> **YOUR OBJECTIVE**
All the entries that follow must be written out again exactly.

BEGIN RECORD SET

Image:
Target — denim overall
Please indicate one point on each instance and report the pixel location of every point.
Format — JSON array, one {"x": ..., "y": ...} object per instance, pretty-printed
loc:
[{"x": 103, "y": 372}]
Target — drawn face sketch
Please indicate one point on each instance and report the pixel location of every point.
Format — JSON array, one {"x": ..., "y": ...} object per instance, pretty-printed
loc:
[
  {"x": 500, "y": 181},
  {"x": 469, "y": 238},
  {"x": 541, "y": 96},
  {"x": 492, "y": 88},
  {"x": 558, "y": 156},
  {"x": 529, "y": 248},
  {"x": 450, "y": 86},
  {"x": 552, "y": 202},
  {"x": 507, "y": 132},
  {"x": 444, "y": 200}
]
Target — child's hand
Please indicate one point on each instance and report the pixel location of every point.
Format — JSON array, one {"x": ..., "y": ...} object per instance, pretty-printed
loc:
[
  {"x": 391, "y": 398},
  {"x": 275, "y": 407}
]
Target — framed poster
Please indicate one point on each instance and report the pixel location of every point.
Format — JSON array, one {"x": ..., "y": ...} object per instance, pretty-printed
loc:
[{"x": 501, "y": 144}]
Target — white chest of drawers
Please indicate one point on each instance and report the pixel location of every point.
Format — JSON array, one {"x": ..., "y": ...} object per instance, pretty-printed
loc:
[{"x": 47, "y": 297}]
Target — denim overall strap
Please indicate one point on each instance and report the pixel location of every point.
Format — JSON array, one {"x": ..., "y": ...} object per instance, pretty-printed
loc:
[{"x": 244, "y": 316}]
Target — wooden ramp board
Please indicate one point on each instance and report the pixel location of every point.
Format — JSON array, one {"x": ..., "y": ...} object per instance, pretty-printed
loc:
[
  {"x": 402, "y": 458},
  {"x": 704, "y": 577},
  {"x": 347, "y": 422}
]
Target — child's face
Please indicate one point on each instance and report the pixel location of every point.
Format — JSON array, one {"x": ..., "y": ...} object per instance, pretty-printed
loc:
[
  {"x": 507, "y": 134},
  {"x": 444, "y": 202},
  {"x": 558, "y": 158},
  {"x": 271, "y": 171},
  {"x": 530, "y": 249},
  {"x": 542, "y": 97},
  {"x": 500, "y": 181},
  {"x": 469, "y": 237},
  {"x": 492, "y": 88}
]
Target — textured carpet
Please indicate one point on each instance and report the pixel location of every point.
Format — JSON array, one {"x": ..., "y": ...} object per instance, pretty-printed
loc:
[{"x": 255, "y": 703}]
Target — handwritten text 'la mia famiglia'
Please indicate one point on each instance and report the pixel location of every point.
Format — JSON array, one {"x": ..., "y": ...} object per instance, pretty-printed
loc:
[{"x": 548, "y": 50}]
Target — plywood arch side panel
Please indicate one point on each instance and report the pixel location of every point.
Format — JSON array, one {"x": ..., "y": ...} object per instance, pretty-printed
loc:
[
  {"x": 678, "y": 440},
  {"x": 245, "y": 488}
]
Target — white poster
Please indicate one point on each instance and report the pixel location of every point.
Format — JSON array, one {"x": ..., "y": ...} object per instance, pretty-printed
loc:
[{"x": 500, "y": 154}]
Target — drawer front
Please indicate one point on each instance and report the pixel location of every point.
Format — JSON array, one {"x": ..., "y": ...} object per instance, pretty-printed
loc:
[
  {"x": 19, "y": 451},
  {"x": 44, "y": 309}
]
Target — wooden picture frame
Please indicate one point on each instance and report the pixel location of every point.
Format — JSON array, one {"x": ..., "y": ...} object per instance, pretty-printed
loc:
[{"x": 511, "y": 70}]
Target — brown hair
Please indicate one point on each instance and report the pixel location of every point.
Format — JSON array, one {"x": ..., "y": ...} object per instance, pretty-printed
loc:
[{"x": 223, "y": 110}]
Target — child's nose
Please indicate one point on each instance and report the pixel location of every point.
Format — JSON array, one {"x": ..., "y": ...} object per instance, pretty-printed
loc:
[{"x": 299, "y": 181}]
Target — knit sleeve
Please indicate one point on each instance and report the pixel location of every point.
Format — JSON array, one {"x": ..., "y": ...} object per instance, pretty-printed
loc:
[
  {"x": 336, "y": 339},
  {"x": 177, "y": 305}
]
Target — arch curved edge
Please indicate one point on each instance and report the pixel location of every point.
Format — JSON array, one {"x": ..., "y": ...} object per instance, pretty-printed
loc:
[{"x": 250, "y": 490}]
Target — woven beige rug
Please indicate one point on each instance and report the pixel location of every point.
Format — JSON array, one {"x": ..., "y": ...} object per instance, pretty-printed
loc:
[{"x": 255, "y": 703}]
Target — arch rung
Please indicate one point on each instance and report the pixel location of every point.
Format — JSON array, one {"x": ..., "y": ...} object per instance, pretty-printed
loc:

END RECORD SET

> **TASK RESPONSE**
Image:
Target — denim overall
Please indicate one point on each instance and report the pixel location of every point.
Format — JSON array, one {"x": ..., "y": ...} object per instance, pretty-printed
loc:
[{"x": 103, "y": 372}]
Target — drawn face sketch
Please indicate one point on each instance and report the pixel location of every point.
Format — JSON array, one {"x": ..., "y": ...} object per instance, pretty-printed
loc:
[
  {"x": 500, "y": 181},
  {"x": 469, "y": 238},
  {"x": 541, "y": 96},
  {"x": 492, "y": 88},
  {"x": 558, "y": 156},
  {"x": 529, "y": 248},
  {"x": 450, "y": 86},
  {"x": 552, "y": 202},
  {"x": 507, "y": 132},
  {"x": 444, "y": 200}
]
Target — child's hand
Please indicate one point on each instance and report the pixel location of every point.
Format — JSON array, one {"x": ..., "y": ...} object per instance, pretty-printed
loc:
[
  {"x": 391, "y": 398},
  {"x": 275, "y": 407}
]
Target — framed poster
Please indicate one point on each instance and report the pixel location of every point.
Format — JSON array, one {"x": ..., "y": ...} object per instance, pretty-printed
loc:
[{"x": 501, "y": 144}]
Target — white chest of drawers
Please indicate one point on each instance and report the pixel location of every point.
Format — JSON array, one {"x": ..., "y": ...} object per instance, pretty-printed
loc:
[{"x": 47, "y": 297}]
Target — denim overall strap
Please indicate one point on each instance and report the pixel location of every point.
Format — JSON array, one {"x": ..., "y": ...} object per instance, pretty-printed
loc:
[{"x": 244, "y": 316}]
Target — wooden ramp board
Please indicate one point on each instance and report the pixel location of every point.
Format — JSON array, one {"x": ..., "y": ...} object per instance, pretty-printed
loc:
[
  {"x": 402, "y": 458},
  {"x": 704, "y": 577},
  {"x": 347, "y": 422}
]
Target — child's face
Please indicate one point on each instance and report the pixel location of every point.
Format — JSON array, one {"x": ..., "y": ...} object per instance, pretty-printed
loc:
[
  {"x": 507, "y": 134},
  {"x": 444, "y": 202},
  {"x": 558, "y": 158},
  {"x": 271, "y": 171},
  {"x": 530, "y": 249},
  {"x": 542, "y": 97},
  {"x": 500, "y": 181},
  {"x": 469, "y": 237},
  {"x": 492, "y": 88}
]
Target — textured carpet
Please indicate one point on each instance and report the pixel location of every point.
Format — JSON array, one {"x": ..., "y": ...} object per instance, pretty-printed
loc:
[{"x": 255, "y": 703}]
Target — handwritten text 'la mia famiglia'
Please indicate one point on each instance and report the pixel location of every point.
Format — JSON array, one {"x": ..., "y": ...} object per instance, pretty-printed
loc:
[{"x": 548, "y": 50}]
Target — plywood arch side panel
Please indicate one point on each instance and report the pixel location of every point.
Format — JSON array, one {"x": ..., "y": ...} object per instance, pretty-printed
loc:
[
  {"x": 678, "y": 440},
  {"x": 245, "y": 488}
]
Target — white poster
Please indicate one point on each instance and report the pixel location of every point.
Format — JSON array, one {"x": ..., "y": ...} object per instance, pretty-printed
loc:
[{"x": 500, "y": 154}]
Target — drawer front
Please indicate one point on each instance and report the pixel location of every point.
Format — JSON array, one {"x": ..., "y": ...} object per instance, pretty-printed
loc:
[
  {"x": 19, "y": 451},
  {"x": 44, "y": 309}
]
Target — wooden picture frame
Please indicate one point on each instance and report the pixel location of every point.
Format — JSON array, one {"x": ..., "y": ...} object per instance, pretty-printed
loc:
[{"x": 511, "y": 70}]
Target — brown hair
Please indicate one point on each instance and report the pixel location of every point.
Format — JSON array, one {"x": ..., "y": ...} object per instance, pretty-printed
loc:
[{"x": 223, "y": 110}]
Target — child's nose
Please indicate one point on each instance and report the pixel location of every point.
Format — JSON array, one {"x": ..., "y": ...} object per instance, pretty-printed
loc:
[{"x": 299, "y": 181}]
Target — knit sleeve
Please indicate one point on each instance and report the pixel location of every point.
Format — JSON array, one {"x": ..., "y": ...} object per instance, pretty-printed
loc:
[
  {"x": 336, "y": 339},
  {"x": 177, "y": 305}
]
Target — arch curved edge
Please indicate one point on each instance and report the pixel location of every point.
Format — JSON array, one {"x": ..., "y": ...} object per instance, pretty-printed
loc:
[{"x": 250, "y": 490}]
Target — woven beige rug
Please indicate one point on each instance and report the pixel location of every point.
Format — JSON array, one {"x": ..., "y": ...} object per instance, pretty-printed
loc:
[{"x": 255, "y": 703}]
Target — arch rung
Please indicate one point on each instance and report the pixel location of every point.
Format — JSON array, one {"x": ..., "y": ...} object per instance, pretty-printed
loc:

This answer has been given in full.